# WHAT TO WORK ON
At the line containing "For every instance of the grass, put", begin repeating lines exactly, and stop only after the final line of the records below.

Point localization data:

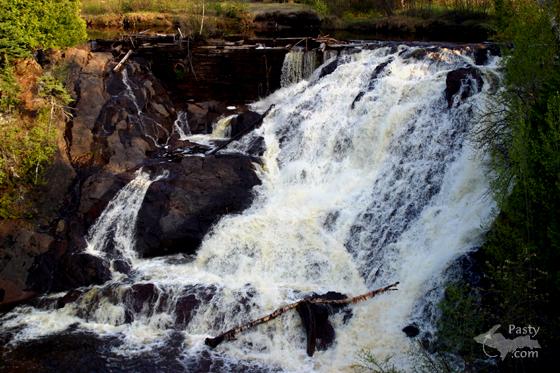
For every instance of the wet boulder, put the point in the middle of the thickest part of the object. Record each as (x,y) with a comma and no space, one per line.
(80,269)
(315,319)
(466,81)
(245,122)
(179,210)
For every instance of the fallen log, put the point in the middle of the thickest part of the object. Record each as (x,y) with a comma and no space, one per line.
(230,334)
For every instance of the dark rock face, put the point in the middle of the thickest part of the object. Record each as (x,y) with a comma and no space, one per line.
(20,243)
(81,269)
(469,78)
(177,212)
(315,319)
(244,122)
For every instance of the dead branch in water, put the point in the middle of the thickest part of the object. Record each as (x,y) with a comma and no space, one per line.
(230,334)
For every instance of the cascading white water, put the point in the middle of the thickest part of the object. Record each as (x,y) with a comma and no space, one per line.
(156,127)
(298,65)
(356,194)
(113,234)
(181,125)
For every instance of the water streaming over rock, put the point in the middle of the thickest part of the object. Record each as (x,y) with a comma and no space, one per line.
(367,179)
(298,64)
(181,125)
(149,127)
(113,234)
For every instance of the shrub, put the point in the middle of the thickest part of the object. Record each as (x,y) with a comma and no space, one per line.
(27,25)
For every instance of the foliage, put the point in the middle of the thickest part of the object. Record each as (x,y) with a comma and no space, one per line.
(368,362)
(26,149)
(390,7)
(27,25)
(9,89)
(521,256)
(230,9)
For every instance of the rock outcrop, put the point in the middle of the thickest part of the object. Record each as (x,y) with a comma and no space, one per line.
(466,81)
(121,122)
(178,211)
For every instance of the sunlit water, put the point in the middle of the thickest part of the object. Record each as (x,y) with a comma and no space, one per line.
(355,194)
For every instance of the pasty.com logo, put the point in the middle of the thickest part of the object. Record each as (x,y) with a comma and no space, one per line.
(518,346)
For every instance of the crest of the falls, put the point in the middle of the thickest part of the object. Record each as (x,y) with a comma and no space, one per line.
(298,64)
(356,193)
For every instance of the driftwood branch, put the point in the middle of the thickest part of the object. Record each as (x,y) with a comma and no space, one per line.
(230,334)
(120,65)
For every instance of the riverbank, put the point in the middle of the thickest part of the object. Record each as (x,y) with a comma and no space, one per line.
(228,19)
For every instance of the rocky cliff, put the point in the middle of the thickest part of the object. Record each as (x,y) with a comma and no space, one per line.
(122,121)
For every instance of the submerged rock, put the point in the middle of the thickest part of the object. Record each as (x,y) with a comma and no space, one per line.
(315,319)
(178,211)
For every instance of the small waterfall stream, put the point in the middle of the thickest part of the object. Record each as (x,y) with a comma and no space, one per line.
(357,193)
(298,64)
(113,234)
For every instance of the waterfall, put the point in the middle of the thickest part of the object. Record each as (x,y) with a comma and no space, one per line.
(112,236)
(298,65)
(181,125)
(367,179)
(156,128)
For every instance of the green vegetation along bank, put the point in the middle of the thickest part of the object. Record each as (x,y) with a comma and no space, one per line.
(518,281)
(33,99)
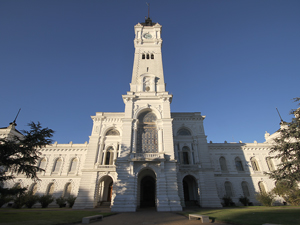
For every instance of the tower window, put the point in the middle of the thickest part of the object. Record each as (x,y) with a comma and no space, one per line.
(238,164)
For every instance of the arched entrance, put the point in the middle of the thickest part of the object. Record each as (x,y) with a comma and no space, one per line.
(147,196)
(146,188)
(190,191)
(105,190)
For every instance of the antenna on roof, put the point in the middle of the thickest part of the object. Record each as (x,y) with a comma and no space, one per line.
(279,115)
(148,4)
(14,122)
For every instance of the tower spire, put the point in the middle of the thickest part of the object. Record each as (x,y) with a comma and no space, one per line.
(148,4)
(281,120)
(14,122)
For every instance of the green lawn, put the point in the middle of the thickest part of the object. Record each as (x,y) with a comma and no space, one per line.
(254,215)
(44,216)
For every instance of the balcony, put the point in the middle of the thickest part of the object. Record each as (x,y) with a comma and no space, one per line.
(110,168)
(147,157)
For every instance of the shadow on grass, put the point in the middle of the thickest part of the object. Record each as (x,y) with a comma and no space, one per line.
(256,215)
(45,217)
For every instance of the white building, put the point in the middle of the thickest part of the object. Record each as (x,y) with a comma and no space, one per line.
(148,156)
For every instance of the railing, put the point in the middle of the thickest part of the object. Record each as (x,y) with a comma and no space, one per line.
(107,167)
(146,156)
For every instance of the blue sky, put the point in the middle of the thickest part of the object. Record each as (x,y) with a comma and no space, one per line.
(234,61)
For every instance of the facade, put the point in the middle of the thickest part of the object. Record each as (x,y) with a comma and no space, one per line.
(147,156)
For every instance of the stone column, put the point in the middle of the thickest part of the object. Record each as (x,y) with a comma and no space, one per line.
(134,138)
(195,149)
(103,158)
(100,152)
(160,140)
(176,151)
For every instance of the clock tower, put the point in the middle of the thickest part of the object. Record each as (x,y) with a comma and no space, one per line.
(146,166)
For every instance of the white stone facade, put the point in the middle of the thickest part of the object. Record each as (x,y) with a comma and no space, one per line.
(148,156)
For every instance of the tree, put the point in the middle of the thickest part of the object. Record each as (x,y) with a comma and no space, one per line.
(20,155)
(290,194)
(287,149)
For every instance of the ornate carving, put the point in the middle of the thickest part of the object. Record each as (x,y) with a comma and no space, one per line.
(112,132)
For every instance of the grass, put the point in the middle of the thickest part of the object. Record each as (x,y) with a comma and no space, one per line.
(253,215)
(44,216)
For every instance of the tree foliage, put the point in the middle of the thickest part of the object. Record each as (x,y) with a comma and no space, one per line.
(287,149)
(20,155)
(289,192)
(265,198)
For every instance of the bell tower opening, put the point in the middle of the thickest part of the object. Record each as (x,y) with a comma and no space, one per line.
(147,139)
(147,188)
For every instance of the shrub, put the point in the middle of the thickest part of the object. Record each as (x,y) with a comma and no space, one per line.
(244,200)
(5,199)
(30,199)
(227,201)
(45,200)
(71,200)
(288,191)
(19,201)
(264,198)
(61,201)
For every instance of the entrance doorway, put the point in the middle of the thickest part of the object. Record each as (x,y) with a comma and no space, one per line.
(147,192)
(190,191)
(105,190)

# WRITTEN SOLUTION
For every instance of the grass, put the point in the middle of the thickest part of the object. Record each as (x,y) with a comma and no space, one per line.
(253,215)
(44,216)
For every instance of the tree foliage, put the point in the middle of the thickest part of the object. Record each as (x,y) with a comma and no space, one per line.
(287,149)
(20,155)
(289,192)
(265,198)
For every instance of the bell tower opening, put the point in the middle of the thickest part of the object. Record each as (x,y) with a comma and no space, one per line.
(147,139)
(147,188)
For every instance of the shrub, put the point in the middle of the thickest part of the object. Record each as (x,y) with a comma and no space, one per line.
(244,200)
(5,199)
(30,199)
(227,201)
(45,200)
(71,200)
(288,191)
(19,201)
(264,198)
(61,201)
For every instance of the entrance doorway, put the point in the middle of the thickest part of the object. Record each as (x,y) with a comma and no space, one per line.
(147,192)
(190,191)
(105,190)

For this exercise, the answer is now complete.